Dataset entries:
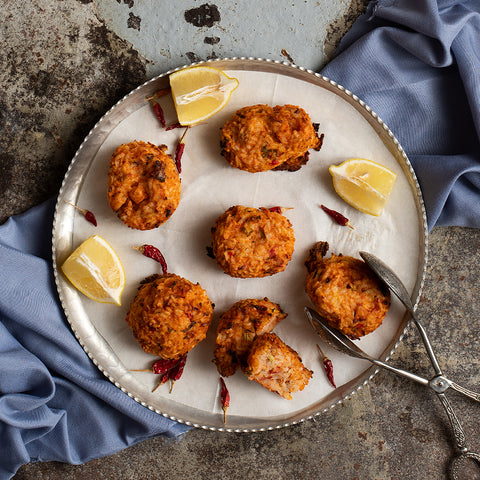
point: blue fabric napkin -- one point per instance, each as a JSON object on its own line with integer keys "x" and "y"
{"x": 416, "y": 63}
{"x": 54, "y": 402}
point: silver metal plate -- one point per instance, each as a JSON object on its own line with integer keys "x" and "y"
{"x": 104, "y": 350}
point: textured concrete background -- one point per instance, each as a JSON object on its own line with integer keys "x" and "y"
{"x": 64, "y": 63}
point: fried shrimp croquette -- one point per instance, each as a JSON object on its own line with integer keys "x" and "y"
{"x": 143, "y": 185}
{"x": 259, "y": 138}
{"x": 238, "y": 328}
{"x": 169, "y": 315}
{"x": 250, "y": 242}
{"x": 276, "y": 366}
{"x": 346, "y": 292}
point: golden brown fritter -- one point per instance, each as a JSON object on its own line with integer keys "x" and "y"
{"x": 259, "y": 138}
{"x": 249, "y": 242}
{"x": 276, "y": 366}
{"x": 346, "y": 292}
{"x": 238, "y": 328}
{"x": 169, "y": 315}
{"x": 143, "y": 185}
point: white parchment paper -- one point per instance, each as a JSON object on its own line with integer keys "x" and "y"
{"x": 209, "y": 187}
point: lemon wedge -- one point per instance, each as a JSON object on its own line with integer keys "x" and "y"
{"x": 95, "y": 269}
{"x": 364, "y": 184}
{"x": 200, "y": 92}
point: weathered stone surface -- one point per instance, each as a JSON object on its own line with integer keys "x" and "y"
{"x": 63, "y": 65}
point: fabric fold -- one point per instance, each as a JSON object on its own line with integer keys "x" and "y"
{"x": 55, "y": 404}
{"x": 416, "y": 64}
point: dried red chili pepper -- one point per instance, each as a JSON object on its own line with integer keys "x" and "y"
{"x": 338, "y": 217}
{"x": 328, "y": 366}
{"x": 157, "y": 109}
{"x": 160, "y": 93}
{"x": 155, "y": 254}
{"x": 173, "y": 126}
{"x": 179, "y": 151}
{"x": 279, "y": 209}
{"x": 89, "y": 216}
{"x": 168, "y": 369}
{"x": 225, "y": 398}
{"x": 163, "y": 365}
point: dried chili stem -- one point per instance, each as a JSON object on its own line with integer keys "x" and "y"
{"x": 179, "y": 151}
{"x": 225, "y": 398}
{"x": 177, "y": 371}
{"x": 159, "y": 93}
{"x": 328, "y": 366}
{"x": 157, "y": 109}
{"x": 89, "y": 216}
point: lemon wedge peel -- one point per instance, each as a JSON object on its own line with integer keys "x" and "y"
{"x": 364, "y": 184}
{"x": 200, "y": 92}
{"x": 95, "y": 269}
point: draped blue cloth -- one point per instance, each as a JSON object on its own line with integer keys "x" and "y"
{"x": 54, "y": 402}
{"x": 415, "y": 62}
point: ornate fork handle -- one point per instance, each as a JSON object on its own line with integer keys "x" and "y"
{"x": 465, "y": 391}
{"x": 456, "y": 464}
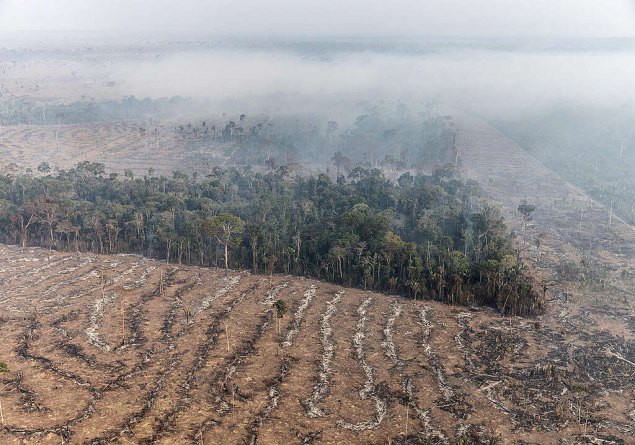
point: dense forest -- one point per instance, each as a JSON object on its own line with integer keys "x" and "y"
{"x": 425, "y": 236}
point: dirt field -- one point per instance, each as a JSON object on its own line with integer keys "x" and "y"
{"x": 118, "y": 145}
{"x": 347, "y": 366}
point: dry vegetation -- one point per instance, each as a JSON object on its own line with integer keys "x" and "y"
{"x": 122, "y": 349}
{"x": 100, "y": 351}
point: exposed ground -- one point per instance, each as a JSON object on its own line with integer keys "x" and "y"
{"x": 346, "y": 366}
{"x": 119, "y": 145}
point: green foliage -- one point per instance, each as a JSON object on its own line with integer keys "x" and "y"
{"x": 424, "y": 236}
{"x": 526, "y": 209}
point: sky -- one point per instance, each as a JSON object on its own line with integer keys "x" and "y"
{"x": 460, "y": 18}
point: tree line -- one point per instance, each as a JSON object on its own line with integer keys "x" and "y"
{"x": 423, "y": 236}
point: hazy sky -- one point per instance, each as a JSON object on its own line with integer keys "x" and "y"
{"x": 482, "y": 18}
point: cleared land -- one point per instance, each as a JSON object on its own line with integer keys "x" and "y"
{"x": 346, "y": 367}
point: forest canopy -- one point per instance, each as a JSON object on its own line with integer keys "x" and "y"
{"x": 423, "y": 236}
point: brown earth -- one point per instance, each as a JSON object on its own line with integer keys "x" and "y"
{"x": 345, "y": 366}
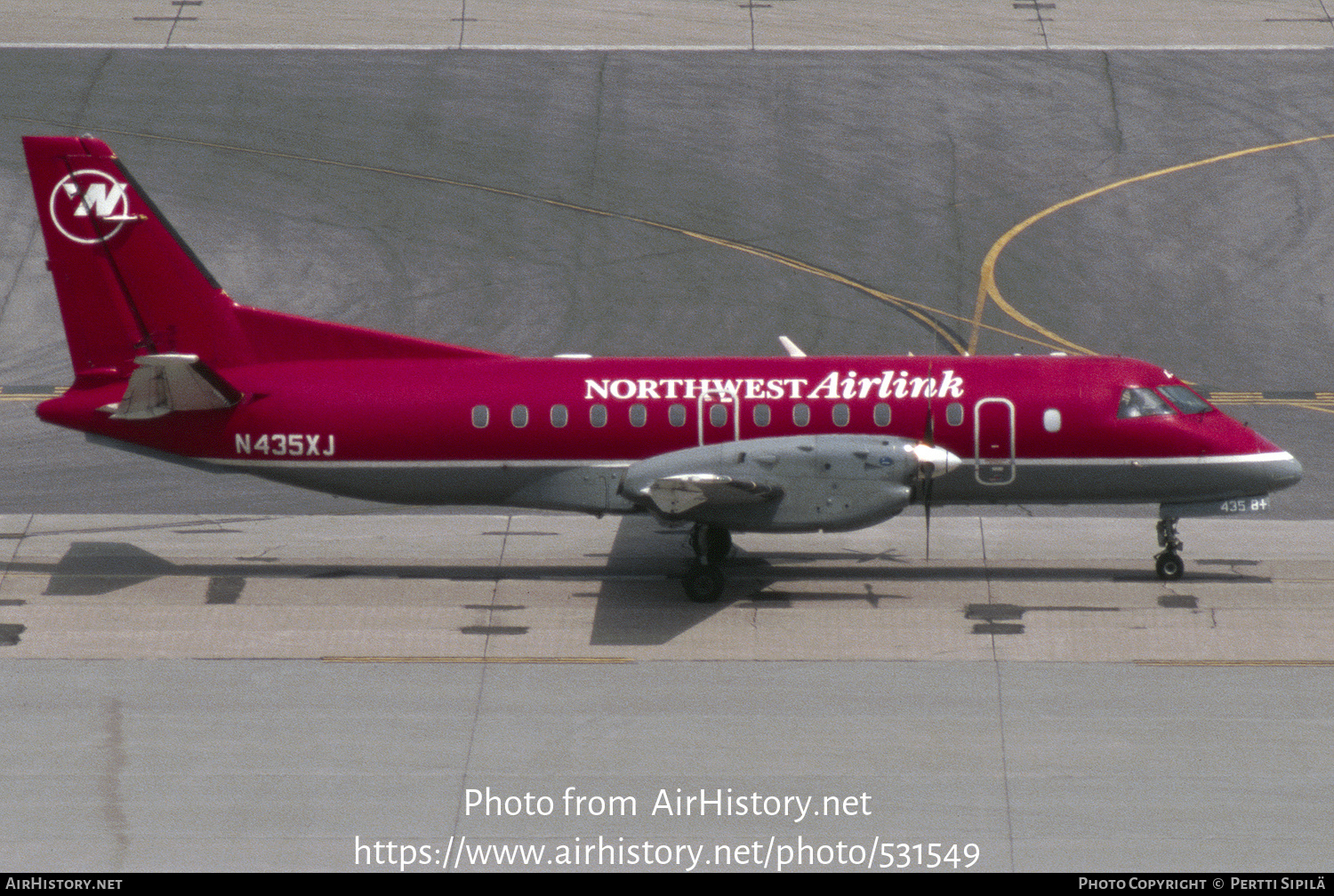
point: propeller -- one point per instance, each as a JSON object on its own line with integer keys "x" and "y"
{"x": 926, "y": 469}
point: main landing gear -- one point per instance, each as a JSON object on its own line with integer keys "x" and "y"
{"x": 1168, "y": 562}
{"x": 704, "y": 580}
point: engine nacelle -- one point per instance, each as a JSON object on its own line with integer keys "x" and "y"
{"x": 792, "y": 484}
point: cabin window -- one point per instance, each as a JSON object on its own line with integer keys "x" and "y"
{"x": 1142, "y": 403}
{"x": 1185, "y": 400}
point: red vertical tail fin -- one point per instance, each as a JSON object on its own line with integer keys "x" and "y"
{"x": 125, "y": 282}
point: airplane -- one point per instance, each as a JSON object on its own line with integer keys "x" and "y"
{"x": 167, "y": 364}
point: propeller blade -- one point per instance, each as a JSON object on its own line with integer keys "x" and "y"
{"x": 926, "y": 507}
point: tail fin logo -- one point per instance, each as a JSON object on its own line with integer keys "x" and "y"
{"x": 91, "y": 203}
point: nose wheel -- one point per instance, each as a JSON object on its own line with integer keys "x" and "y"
{"x": 1168, "y": 563}
{"x": 704, "y": 579}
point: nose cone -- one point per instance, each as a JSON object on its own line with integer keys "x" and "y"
{"x": 1282, "y": 471}
{"x": 934, "y": 460}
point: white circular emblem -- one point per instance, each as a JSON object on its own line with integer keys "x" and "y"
{"x": 90, "y": 200}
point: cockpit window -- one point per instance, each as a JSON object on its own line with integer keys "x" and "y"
{"x": 1185, "y": 400}
{"x": 1141, "y": 403}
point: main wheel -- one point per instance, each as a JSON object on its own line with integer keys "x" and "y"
{"x": 1169, "y": 565}
{"x": 703, "y": 584}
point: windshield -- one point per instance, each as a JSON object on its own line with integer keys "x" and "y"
{"x": 1185, "y": 400}
{"x": 1142, "y": 403}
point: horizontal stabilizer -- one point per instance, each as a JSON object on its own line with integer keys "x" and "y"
{"x": 674, "y": 495}
{"x": 167, "y": 383}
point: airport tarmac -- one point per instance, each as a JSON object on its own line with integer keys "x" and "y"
{"x": 1032, "y": 696}
{"x": 207, "y": 672}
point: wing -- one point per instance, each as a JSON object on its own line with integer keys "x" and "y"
{"x": 789, "y": 484}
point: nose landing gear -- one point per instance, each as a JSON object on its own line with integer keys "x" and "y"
{"x": 1168, "y": 562}
{"x": 704, "y": 580}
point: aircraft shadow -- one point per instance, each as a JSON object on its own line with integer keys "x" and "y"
{"x": 640, "y": 600}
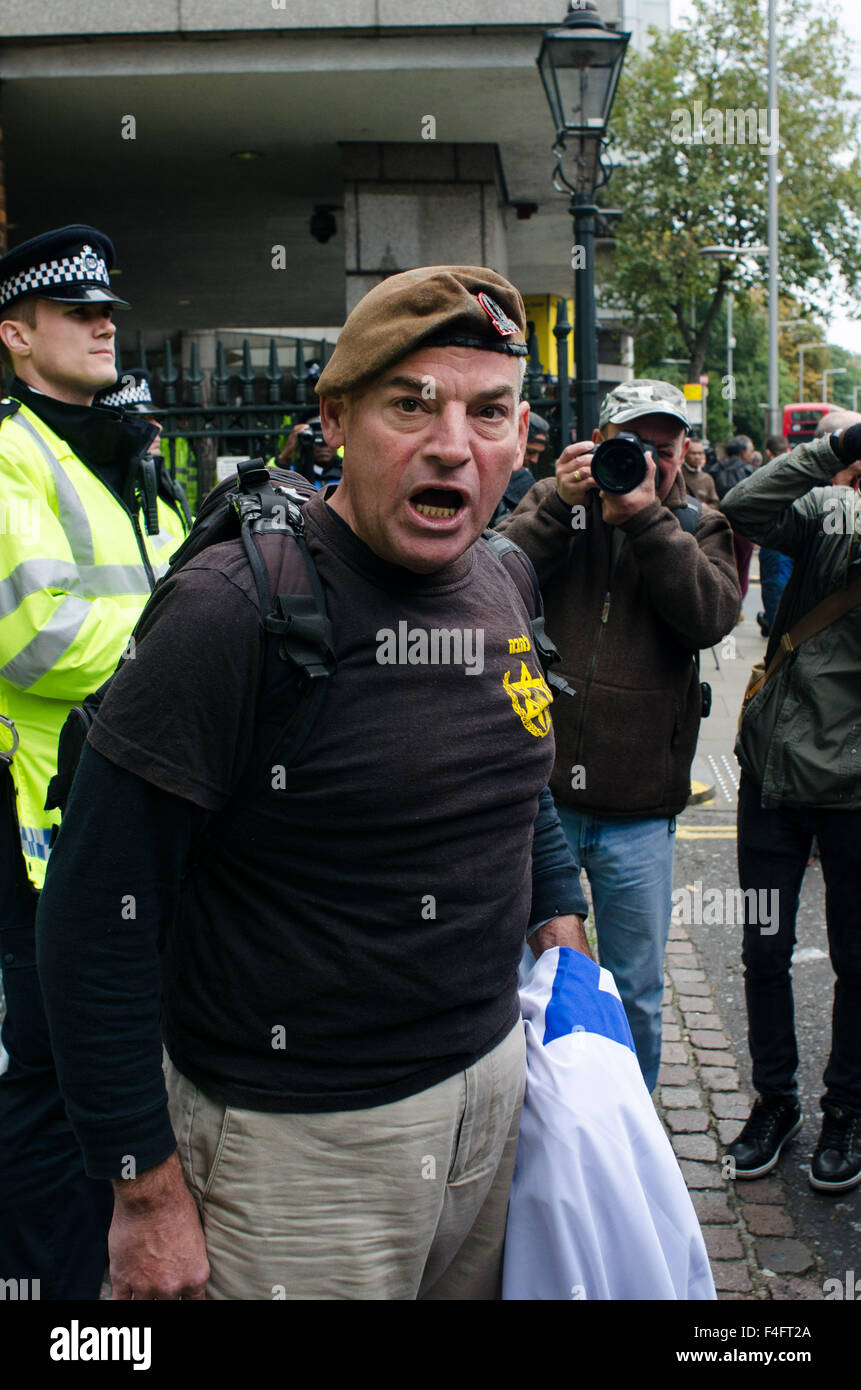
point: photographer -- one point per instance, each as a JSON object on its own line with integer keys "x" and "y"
{"x": 800, "y": 754}
{"x": 308, "y": 452}
{"x": 634, "y": 583}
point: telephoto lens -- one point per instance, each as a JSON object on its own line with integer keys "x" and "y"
{"x": 619, "y": 463}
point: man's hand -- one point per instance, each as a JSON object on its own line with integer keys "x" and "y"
{"x": 291, "y": 446}
{"x": 622, "y": 506}
{"x": 559, "y": 931}
{"x": 573, "y": 473}
{"x": 156, "y": 1240}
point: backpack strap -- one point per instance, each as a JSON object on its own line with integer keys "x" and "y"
{"x": 520, "y": 569}
{"x": 299, "y": 644}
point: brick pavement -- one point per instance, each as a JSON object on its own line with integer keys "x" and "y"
{"x": 749, "y": 1230}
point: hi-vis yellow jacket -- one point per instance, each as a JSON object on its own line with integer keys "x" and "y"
{"x": 74, "y": 576}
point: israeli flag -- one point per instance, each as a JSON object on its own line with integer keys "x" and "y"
{"x": 598, "y": 1205}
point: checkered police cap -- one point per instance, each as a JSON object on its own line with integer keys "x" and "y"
{"x": 132, "y": 394}
{"x": 70, "y": 266}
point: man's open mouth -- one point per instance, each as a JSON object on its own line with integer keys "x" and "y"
{"x": 438, "y": 503}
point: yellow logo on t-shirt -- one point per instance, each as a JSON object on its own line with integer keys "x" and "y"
{"x": 530, "y": 698}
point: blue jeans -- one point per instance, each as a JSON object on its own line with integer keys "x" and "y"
{"x": 630, "y": 872}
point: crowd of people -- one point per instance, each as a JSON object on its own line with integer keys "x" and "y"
{"x": 262, "y": 1016}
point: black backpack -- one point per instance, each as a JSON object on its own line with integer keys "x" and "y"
{"x": 298, "y": 653}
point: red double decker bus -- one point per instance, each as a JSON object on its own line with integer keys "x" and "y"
{"x": 800, "y": 420}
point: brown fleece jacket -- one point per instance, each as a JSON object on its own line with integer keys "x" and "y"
{"x": 626, "y": 738}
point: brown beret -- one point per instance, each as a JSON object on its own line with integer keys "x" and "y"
{"x": 437, "y": 306}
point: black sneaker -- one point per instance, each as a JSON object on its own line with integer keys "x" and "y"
{"x": 769, "y": 1126}
{"x": 836, "y": 1162}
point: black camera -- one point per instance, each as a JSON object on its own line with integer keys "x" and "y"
{"x": 619, "y": 463}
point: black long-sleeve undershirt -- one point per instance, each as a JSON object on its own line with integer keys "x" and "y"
{"x": 111, "y": 893}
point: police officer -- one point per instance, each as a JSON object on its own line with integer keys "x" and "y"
{"x": 134, "y": 395}
{"x": 84, "y": 535}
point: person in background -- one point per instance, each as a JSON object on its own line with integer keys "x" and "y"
{"x": 696, "y": 478}
{"x": 632, "y": 594}
{"x": 799, "y": 749}
{"x": 739, "y": 463}
{"x": 85, "y": 537}
{"x": 775, "y": 569}
{"x": 522, "y": 480}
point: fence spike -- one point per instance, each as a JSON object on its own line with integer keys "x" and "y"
{"x": 170, "y": 375}
{"x": 273, "y": 373}
{"x": 301, "y": 375}
{"x": 220, "y": 375}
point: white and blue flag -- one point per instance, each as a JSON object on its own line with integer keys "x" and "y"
{"x": 598, "y": 1204}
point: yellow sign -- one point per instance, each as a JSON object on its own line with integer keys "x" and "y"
{"x": 541, "y": 310}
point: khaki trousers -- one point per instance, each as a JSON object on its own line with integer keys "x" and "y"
{"x": 399, "y": 1201}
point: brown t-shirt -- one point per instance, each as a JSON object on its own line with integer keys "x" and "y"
{"x": 351, "y": 923}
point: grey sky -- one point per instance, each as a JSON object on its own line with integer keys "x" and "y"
{"x": 843, "y": 330}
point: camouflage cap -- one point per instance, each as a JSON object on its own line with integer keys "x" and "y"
{"x": 643, "y": 396}
{"x": 441, "y": 306}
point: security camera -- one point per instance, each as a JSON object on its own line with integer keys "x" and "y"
{"x": 323, "y": 225}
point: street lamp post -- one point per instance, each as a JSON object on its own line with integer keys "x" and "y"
{"x": 730, "y": 253}
{"x": 580, "y": 64}
{"x": 804, "y": 348}
{"x": 831, "y": 371}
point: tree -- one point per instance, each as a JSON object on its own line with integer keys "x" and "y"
{"x": 691, "y": 129}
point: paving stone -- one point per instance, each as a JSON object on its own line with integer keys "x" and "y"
{"x": 760, "y": 1189}
{"x": 722, "y": 1243}
{"x": 708, "y": 1037}
{"x": 712, "y": 1209}
{"x": 694, "y": 1146}
{"x": 676, "y": 1076}
{"x": 696, "y": 991}
{"x": 687, "y": 1122}
{"x": 728, "y": 1130}
{"x": 693, "y": 1019}
{"x": 785, "y": 1257}
{"x": 680, "y": 976}
{"x": 764, "y": 1219}
{"x": 730, "y": 1275}
{"x": 696, "y": 1002}
{"x": 705, "y": 1175}
{"x": 730, "y": 1105}
{"x": 793, "y": 1289}
{"x": 679, "y": 1098}
{"x": 719, "y": 1077}
{"x": 708, "y": 1058}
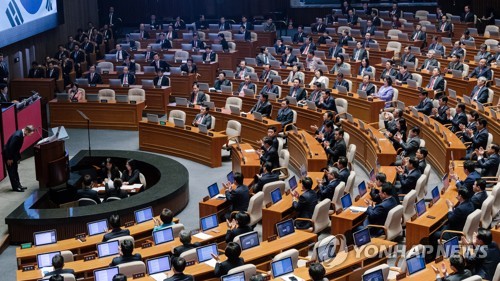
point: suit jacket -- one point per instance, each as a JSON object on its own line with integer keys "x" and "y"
{"x": 114, "y": 233}
{"x": 125, "y": 259}
{"x": 239, "y": 198}
{"x": 425, "y": 106}
{"x": 130, "y": 77}
{"x": 88, "y": 193}
{"x": 222, "y": 268}
{"x": 489, "y": 165}
{"x": 305, "y": 207}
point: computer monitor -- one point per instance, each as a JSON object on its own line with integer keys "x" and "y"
{"x": 415, "y": 264}
{"x": 204, "y": 253}
{"x": 209, "y": 222}
{"x": 163, "y": 235}
{"x": 45, "y": 259}
{"x": 282, "y": 267}
{"x": 362, "y": 188}
{"x": 143, "y": 215}
{"x": 376, "y": 275}
{"x": 420, "y": 207}
{"x": 240, "y": 276}
{"x": 108, "y": 248}
{"x": 249, "y": 240}
{"x": 292, "y": 182}
{"x": 158, "y": 265}
{"x": 435, "y": 194}
{"x": 285, "y": 228}
{"x": 361, "y": 237}
{"x": 451, "y": 246}
{"x": 45, "y": 237}
{"x": 276, "y": 195}
{"x": 213, "y": 190}
{"x": 346, "y": 201}
{"x": 97, "y": 227}
{"x": 105, "y": 274}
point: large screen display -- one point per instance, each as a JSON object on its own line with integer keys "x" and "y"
{"x": 24, "y": 18}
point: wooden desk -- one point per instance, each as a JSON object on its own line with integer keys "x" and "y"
{"x": 189, "y": 144}
{"x": 281, "y": 210}
{"x": 156, "y": 99}
{"x": 116, "y": 116}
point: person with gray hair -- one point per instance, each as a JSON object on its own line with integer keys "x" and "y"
{"x": 185, "y": 238}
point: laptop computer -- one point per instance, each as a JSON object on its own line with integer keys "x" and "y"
{"x": 107, "y": 249}
{"x": 143, "y": 215}
{"x": 105, "y": 274}
{"x": 97, "y": 227}
{"x": 45, "y": 259}
{"x": 285, "y": 228}
{"x": 204, "y": 253}
{"x": 179, "y": 123}
{"x": 209, "y": 222}
{"x": 45, "y": 237}
{"x": 282, "y": 268}
{"x": 415, "y": 264}
{"x": 163, "y": 235}
{"x": 249, "y": 240}
{"x": 276, "y": 195}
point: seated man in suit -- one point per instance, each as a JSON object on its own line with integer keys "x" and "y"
{"x": 179, "y": 264}
{"x": 304, "y": 204}
{"x": 197, "y": 97}
{"x": 185, "y": 239}
{"x": 126, "y": 249}
{"x": 203, "y": 117}
{"x": 237, "y": 225}
{"x": 267, "y": 176}
{"x": 116, "y": 231}
{"x": 486, "y": 254}
{"x": 127, "y": 78}
{"x": 232, "y": 252}
{"x": 161, "y": 79}
{"x": 489, "y": 163}
{"x": 408, "y": 176}
{"x": 471, "y": 176}
{"x": 58, "y": 264}
{"x": 263, "y": 106}
{"x": 247, "y": 84}
{"x": 425, "y": 105}
{"x": 86, "y": 191}
{"x": 377, "y": 214}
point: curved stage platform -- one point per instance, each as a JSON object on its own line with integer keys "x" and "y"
{"x": 168, "y": 187}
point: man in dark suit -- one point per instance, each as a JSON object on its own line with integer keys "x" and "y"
{"x": 58, "y": 264}
{"x": 160, "y": 79}
{"x": 126, "y": 249}
{"x": 203, "y": 118}
{"x": 12, "y": 155}
{"x": 127, "y": 78}
{"x": 488, "y": 164}
{"x": 304, "y": 204}
{"x": 408, "y": 180}
{"x": 377, "y": 214}
{"x": 472, "y": 176}
{"x": 116, "y": 231}
{"x": 93, "y": 77}
{"x": 266, "y": 177}
{"x": 185, "y": 239}
{"x": 197, "y": 97}
{"x": 87, "y": 192}
{"x": 179, "y": 264}
{"x": 238, "y": 197}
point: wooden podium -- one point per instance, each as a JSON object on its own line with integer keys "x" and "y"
{"x": 51, "y": 163}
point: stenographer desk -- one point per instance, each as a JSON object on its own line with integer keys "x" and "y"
{"x": 108, "y": 115}
{"x": 187, "y": 143}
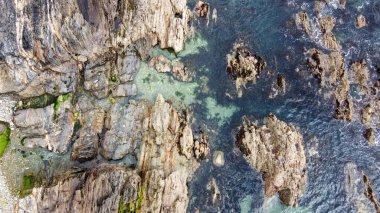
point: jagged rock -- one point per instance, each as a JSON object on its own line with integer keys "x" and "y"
{"x": 359, "y": 190}
{"x": 344, "y": 105}
{"x": 50, "y": 127}
{"x": 213, "y": 189}
{"x": 369, "y": 134}
{"x": 201, "y": 147}
{"x": 124, "y": 90}
{"x": 281, "y": 83}
{"x": 341, "y": 4}
{"x": 360, "y": 22}
{"x": 243, "y": 66}
{"x": 327, "y": 68}
{"x": 276, "y": 150}
{"x": 52, "y": 45}
{"x": 303, "y": 22}
{"x": 176, "y": 67}
{"x": 103, "y": 189}
{"x": 327, "y": 24}
{"x": 359, "y": 68}
{"x": 127, "y": 126}
{"x": 91, "y": 121}
{"x": 161, "y": 139}
{"x": 202, "y": 9}
{"x": 330, "y": 72}
{"x": 218, "y": 158}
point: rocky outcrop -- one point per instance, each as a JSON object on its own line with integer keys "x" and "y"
{"x": 276, "y": 150}
{"x": 91, "y": 124}
{"x": 244, "y": 67}
{"x": 163, "y": 145}
{"x": 46, "y": 44}
{"x": 359, "y": 190}
{"x": 103, "y": 189}
{"x": 303, "y": 22}
{"x": 175, "y": 67}
{"x": 214, "y": 192}
{"x": 360, "y": 21}
{"x": 327, "y": 24}
{"x": 202, "y": 9}
{"x": 360, "y": 70}
{"x": 331, "y": 74}
{"x": 50, "y": 127}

▸ **TASK GOAL**:
Give back, word for word, the lines from the line that contains "point: wooden podium" through the last line of the records, with no pictures and nothing else.

▸ **RESULT**:
point: wooden podium -- one point per instance, each as a JSON object on its own line with integer keys "x" and "y"
{"x": 51, "y": 163}
point: stenographer desk -- one point per instance, each as a JSON object on its own line with integer keys "x" and "y"
{"x": 108, "y": 115}
{"x": 187, "y": 143}
point: jagged rock -- one point per instance, each as a JSON object on its own line with integer keys "x" and "y"
{"x": 359, "y": 190}
{"x": 344, "y": 105}
{"x": 50, "y": 127}
{"x": 213, "y": 189}
{"x": 369, "y": 134}
{"x": 201, "y": 147}
{"x": 124, "y": 90}
{"x": 281, "y": 83}
{"x": 341, "y": 4}
{"x": 360, "y": 22}
{"x": 243, "y": 66}
{"x": 327, "y": 68}
{"x": 276, "y": 150}
{"x": 52, "y": 45}
{"x": 303, "y": 22}
{"x": 176, "y": 67}
{"x": 103, "y": 189}
{"x": 327, "y": 24}
{"x": 359, "y": 68}
{"x": 127, "y": 126}
{"x": 91, "y": 121}
{"x": 161, "y": 139}
{"x": 202, "y": 9}
{"x": 330, "y": 72}
{"x": 218, "y": 158}
point: rocky outcrop -- one point per instance, each as a JSON object on its own line with integer keys "x" and "y"
{"x": 276, "y": 150}
{"x": 91, "y": 124}
{"x": 244, "y": 67}
{"x": 163, "y": 145}
{"x": 46, "y": 44}
{"x": 359, "y": 190}
{"x": 103, "y": 189}
{"x": 303, "y": 22}
{"x": 175, "y": 67}
{"x": 214, "y": 192}
{"x": 360, "y": 21}
{"x": 327, "y": 24}
{"x": 202, "y": 9}
{"x": 360, "y": 70}
{"x": 331, "y": 74}
{"x": 50, "y": 127}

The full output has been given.